— Start —

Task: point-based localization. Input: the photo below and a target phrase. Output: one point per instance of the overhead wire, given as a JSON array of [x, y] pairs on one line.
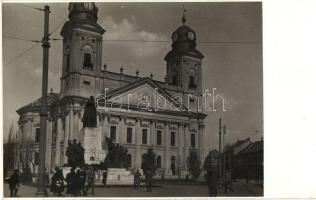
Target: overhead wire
[[17, 38], [20, 55], [27, 6]]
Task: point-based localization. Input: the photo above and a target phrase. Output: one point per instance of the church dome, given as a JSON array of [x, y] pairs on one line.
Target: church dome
[[83, 11], [184, 42], [184, 37]]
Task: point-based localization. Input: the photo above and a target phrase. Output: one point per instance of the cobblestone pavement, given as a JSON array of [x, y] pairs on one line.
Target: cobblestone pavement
[[164, 190]]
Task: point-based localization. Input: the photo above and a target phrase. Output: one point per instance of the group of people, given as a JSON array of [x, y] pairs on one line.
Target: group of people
[[14, 183], [148, 180], [213, 183], [79, 181]]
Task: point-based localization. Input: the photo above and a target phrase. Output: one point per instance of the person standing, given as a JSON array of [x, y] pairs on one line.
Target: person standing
[[70, 177], [57, 183], [82, 180], [91, 179], [148, 179], [105, 176], [137, 180], [14, 183], [211, 183]]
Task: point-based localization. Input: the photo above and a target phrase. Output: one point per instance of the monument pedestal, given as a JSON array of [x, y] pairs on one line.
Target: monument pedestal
[[91, 140], [119, 176]]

— End —

### [AIM OF THE EXERCISE]
Reproduce the records from the line containing "of the church" through the line containing "[[164, 190]]", requests included, and raise every point coordinate in the answers by 44.

### [IN RESPONSE]
Task: point-based localization. Input: the photo above and a target phrase. Output: one point per instance of the church dome, given as a JSON array of [x, y] pairs on one line.
Target: church dome
[[127, 55], [228, 86], [228, 81]]
Task: point-based localization. Input: the photo above and a target phrase. Output: one point per instance of the cobblestone pavement, given as a JSON array of [x, y] pairs on one line.
Target: cobblestone pavement
[[208, 234]]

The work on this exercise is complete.